=== Supplied material ===

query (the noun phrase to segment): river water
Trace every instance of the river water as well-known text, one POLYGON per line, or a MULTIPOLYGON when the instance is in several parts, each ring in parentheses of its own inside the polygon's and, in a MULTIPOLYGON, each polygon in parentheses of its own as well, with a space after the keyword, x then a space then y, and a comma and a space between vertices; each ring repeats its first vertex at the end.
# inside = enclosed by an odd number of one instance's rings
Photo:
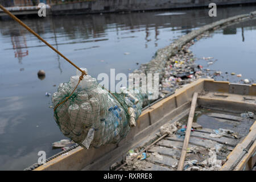
MULTIPOLYGON (((206 9, 21 19, 97 77, 101 73, 109 74, 110 68, 115 68, 116 74, 131 73, 150 61, 158 49, 191 30, 255 9, 218 9, 217 17, 213 18, 208 16, 206 9)), ((251 21, 233 27, 233 34, 217 31, 212 38, 197 42, 191 50, 198 57, 218 59, 210 69, 221 68, 255 79, 255 22, 251 21)), ((51 97, 46 92, 56 92, 60 83, 76 74, 76 69, 5 18, 0 20, 0 170, 22 170, 38 162, 39 151, 46 151, 47 158, 61 151, 52 149, 52 142, 65 138, 54 121, 51 97), (46 73, 42 80, 37 76, 39 69, 46 73)), ((198 60, 207 64, 204 61, 198 60)))

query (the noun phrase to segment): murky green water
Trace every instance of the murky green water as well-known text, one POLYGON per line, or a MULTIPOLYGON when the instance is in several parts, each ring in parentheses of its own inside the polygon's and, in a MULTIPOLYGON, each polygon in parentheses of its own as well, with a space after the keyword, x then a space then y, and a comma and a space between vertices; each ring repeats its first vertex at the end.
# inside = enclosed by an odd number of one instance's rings
MULTIPOLYGON (((130 73, 140 64, 148 62, 158 49, 192 30, 255 9, 220 9, 217 18, 208 16, 208 9, 200 9, 175 11, 173 13, 182 13, 172 15, 163 15, 168 12, 160 11, 22 20, 76 64, 87 68, 91 75, 97 77, 100 73, 109 73, 110 68, 115 68, 116 73, 130 73)), ((216 64, 221 64, 224 70, 255 78, 251 67, 255 65, 255 32, 251 27, 253 25, 243 28, 244 42, 241 42, 241 29, 237 28, 237 34, 225 35, 218 31, 212 39, 200 40, 192 50, 198 57, 218 59, 216 64), (215 38, 217 40, 212 44, 207 43, 215 38), (218 41, 220 39, 222 47, 218 41), (207 46, 197 47, 204 43, 207 46), (253 63, 242 61, 236 55, 241 44, 250 47, 244 49, 243 55, 253 63), (232 59, 228 59, 230 53, 232 59), (236 63, 226 63, 232 60, 236 63), (253 64, 247 65, 246 70, 245 63, 253 64)), ((49 107, 51 98, 45 94, 55 92, 59 84, 68 81, 76 71, 16 23, 6 18, 0 20, 0 169, 23 169, 37 162, 38 151, 46 151, 48 158, 60 151, 51 148, 52 142, 65 137, 49 107), (46 73, 43 80, 37 77, 39 69, 46 73)), ((212 66, 219 68, 216 65, 212 66)))

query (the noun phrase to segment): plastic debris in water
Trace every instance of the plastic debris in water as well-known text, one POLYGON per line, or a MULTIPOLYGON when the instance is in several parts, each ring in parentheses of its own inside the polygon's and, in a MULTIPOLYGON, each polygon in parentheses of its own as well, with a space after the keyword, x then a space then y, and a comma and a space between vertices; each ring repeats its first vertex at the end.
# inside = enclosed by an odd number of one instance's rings
POLYGON ((253 119, 254 118, 254 113, 250 111, 246 111, 246 113, 241 113, 240 115, 243 118, 250 118, 251 119, 253 119))
POLYGON ((237 75, 237 77, 242 77, 242 75, 241 75, 241 74, 237 75))
POLYGON ((49 97, 49 96, 51 96, 52 94, 51 93, 49 92, 46 92, 46 96, 49 97))
POLYGON ((243 80, 243 82, 245 82, 245 84, 246 84, 250 83, 250 81, 248 79, 243 80))
POLYGON ((147 154, 146 154, 146 152, 143 152, 137 157, 137 159, 139 160, 143 160, 146 158, 147 158, 147 154))

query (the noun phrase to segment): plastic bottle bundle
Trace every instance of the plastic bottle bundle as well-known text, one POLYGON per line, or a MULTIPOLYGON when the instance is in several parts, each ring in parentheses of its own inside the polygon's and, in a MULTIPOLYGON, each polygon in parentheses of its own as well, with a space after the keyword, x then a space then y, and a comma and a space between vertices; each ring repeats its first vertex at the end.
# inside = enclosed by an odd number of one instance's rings
MULTIPOLYGON (((87 73, 86 68, 81 68, 87 73)), ((68 97, 77 85, 81 75, 59 85, 52 94, 55 107, 68 97)), ((67 101, 57 106, 54 118, 63 134, 81 146, 98 147, 116 143, 125 137, 141 114, 141 94, 131 93, 126 88, 120 94, 110 93, 98 84, 96 78, 84 76, 67 101)))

===

§ Written instruction
Reproduce every row above verbatim, leaving out the pictures.

§ Response to the exercise
query (the noun phrase to segment): river water
Trace every instance of the river water as well-known text, one POLYGON per line, or a MULTIPOLYGON when the instance is in several parts, each ring in parentheses of its own inside the polygon's and, in a MULTIPOLYGON, each polygon in parentheses of its own as well, with a space after the keyword, x then a space then y, and a comma and a space between vertices; each ring repeats its first vertex at the end.
# inside = enclosed by an odd number of one instance's rings
Photo:
MULTIPOLYGON (((206 9, 21 19, 97 77, 101 73, 109 74, 110 68, 115 68, 116 74, 131 73, 150 61, 158 49, 191 30, 255 9, 218 9, 217 17, 213 18, 208 16, 206 9)), ((251 21, 233 27, 233 34, 217 31, 212 38, 197 42, 191 50, 198 57, 218 59, 210 69, 221 68, 255 79, 255 22, 251 21)), ((51 97, 46 92, 56 92, 60 83, 76 74, 76 69, 5 18, 0 20, 0 170, 22 170, 38 162, 39 151, 46 151, 47 158, 61 151, 52 149, 52 142, 65 138, 54 121, 51 97), (46 73, 42 80, 37 76, 39 69, 46 73)), ((198 60, 207 64, 204 61, 198 60)))

query (the noun phrase to segment): murky green water
Trace every instance of the murky green water as well-known text, one POLYGON per line, or a MULTIPOLYGON when the instance is in several parts, each ring in parentheses of its own inside the polygon's and, in a MULTIPOLYGON, each polygon in parentheses of its own as well, with a space after the keyword, x then a space then y, and a comma and a space between vertices; each ring repeats its first vertex at the end.
# inside = enclosed by an odd number of one instance's rings
MULTIPOLYGON (((130 73, 140 64, 148 62, 158 49, 192 30, 255 9, 220 9, 217 18, 208 16, 208 9, 200 9, 175 11, 173 13, 182 13, 172 15, 163 15, 168 12, 160 11, 22 20, 76 64, 87 68, 91 75, 97 77, 100 73, 109 73, 110 68, 115 68, 116 73, 130 73)), ((216 64, 221 64, 224 70, 255 78, 251 67, 255 65, 255 32, 251 27, 253 25, 243 28, 244 42, 241 42, 241 29, 237 28, 237 34, 225 35, 218 31, 212 39, 200 40, 192 50, 198 57, 218 59, 216 64), (215 38, 217 40, 212 44, 207 43, 215 38), (218 41, 220 39, 222 47, 218 41), (207 46, 197 47, 204 43, 207 46), (253 63, 242 61, 236 55, 241 44, 250 47, 244 49, 243 55, 253 63), (232 59, 228 59, 230 53, 232 59), (236 63, 226 63, 232 60, 236 63), (253 64, 247 65, 246 70, 245 63, 253 64)), ((49 107, 51 98, 45 94, 55 92, 59 84, 68 81, 76 71, 16 23, 6 18, 0 20, 0 169, 23 169, 37 162, 38 151, 46 151, 48 158, 60 151, 51 148, 52 142, 65 137, 49 107), (46 73, 43 80, 37 77, 39 69, 46 73)), ((212 66, 219 68, 216 65, 212 66)))

query (the noun phrase to segment): plastic debris in water
Trace every instance of the plastic debris in water as well-known text, one POLYGON per line, or a MULTIPOLYGON when the instance is in several parts, each ring in parentheses of its own inside the polygon's and, in a MULTIPOLYGON, each polygon in parentheses of its own as well, with a space after the keyword, x then a space then y, and a comma and a space between vertices; each ring repeats its first vertex at the end.
# inside = enclosed by an odd number of one instance's rings
POLYGON ((253 119, 254 118, 254 113, 250 111, 246 111, 246 113, 241 113, 240 115, 243 118, 250 118, 251 119, 253 119))
POLYGON ((237 75, 237 77, 242 77, 242 75, 241 75, 241 74, 237 75))
POLYGON ((49 97, 49 96, 51 96, 52 94, 51 93, 49 92, 46 92, 46 96, 49 97))
POLYGON ((243 80, 243 82, 245 82, 245 84, 246 84, 250 83, 250 81, 248 79, 243 80))
POLYGON ((147 154, 146 154, 146 152, 143 152, 137 157, 137 159, 139 160, 143 160, 146 158, 147 158, 147 154))

query (the noun phrase to segment): plastic bottle bundle
Trace every instance of the plastic bottle bundle as well-known text, one POLYGON per line, or a MULTIPOLYGON when the instance is in several parts, each ring in parentheses of its own inside the polygon's and, in a MULTIPOLYGON, each polygon in parentheses of its own as well, with a space after the keyword, x then a space then y, and a comma and a space between vertices; each ring repeats its first vertex at the end.
# inside = enclosed by an odd number of one instance's rings
MULTIPOLYGON (((87 73, 86 68, 81 68, 87 73)), ((68 97, 77 85, 81 75, 59 85, 52 94, 55 107, 68 97)), ((67 101, 57 106, 54 118, 63 134, 81 146, 98 147, 116 143, 125 137, 141 114, 141 94, 131 93, 126 88, 120 94, 110 93, 98 84, 96 78, 84 76, 67 101)))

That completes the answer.